# Instructions for the task
Count the lines below that contain the string "phrase" and reply with only that number.

# Extracted data
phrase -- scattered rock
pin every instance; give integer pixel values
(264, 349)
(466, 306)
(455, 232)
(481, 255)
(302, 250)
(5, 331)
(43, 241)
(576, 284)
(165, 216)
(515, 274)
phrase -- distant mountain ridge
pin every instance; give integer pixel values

==

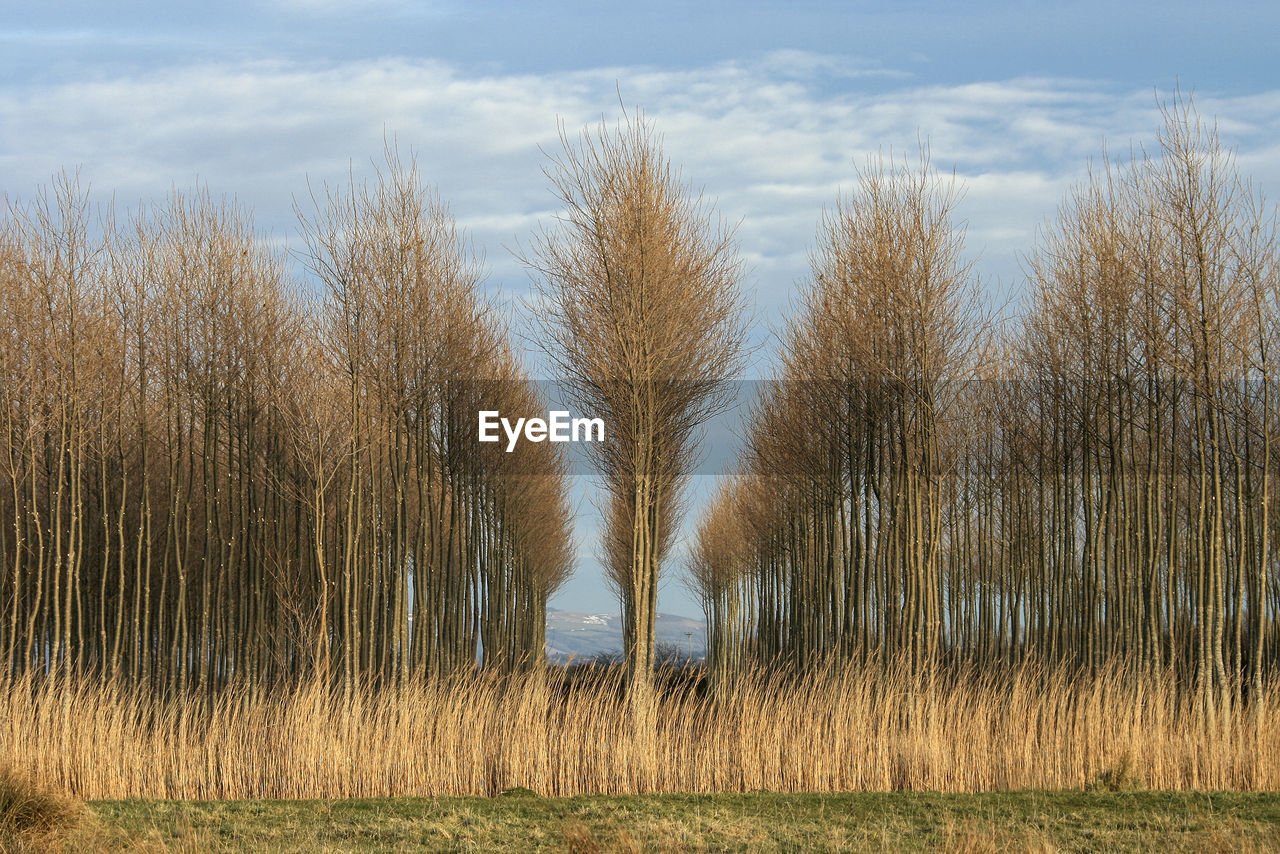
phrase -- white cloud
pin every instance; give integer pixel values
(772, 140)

...

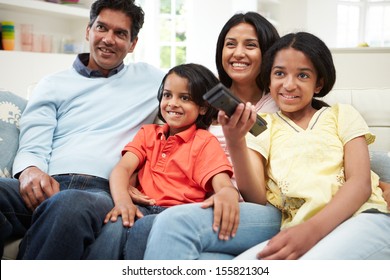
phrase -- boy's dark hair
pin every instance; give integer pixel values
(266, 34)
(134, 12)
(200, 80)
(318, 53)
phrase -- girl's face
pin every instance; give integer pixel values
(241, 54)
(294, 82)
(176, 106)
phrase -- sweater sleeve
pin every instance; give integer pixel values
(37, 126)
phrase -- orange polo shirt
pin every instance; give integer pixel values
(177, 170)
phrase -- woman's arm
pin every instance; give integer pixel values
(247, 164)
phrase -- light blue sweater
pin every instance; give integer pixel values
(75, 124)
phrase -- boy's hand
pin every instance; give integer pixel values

# Complete response
10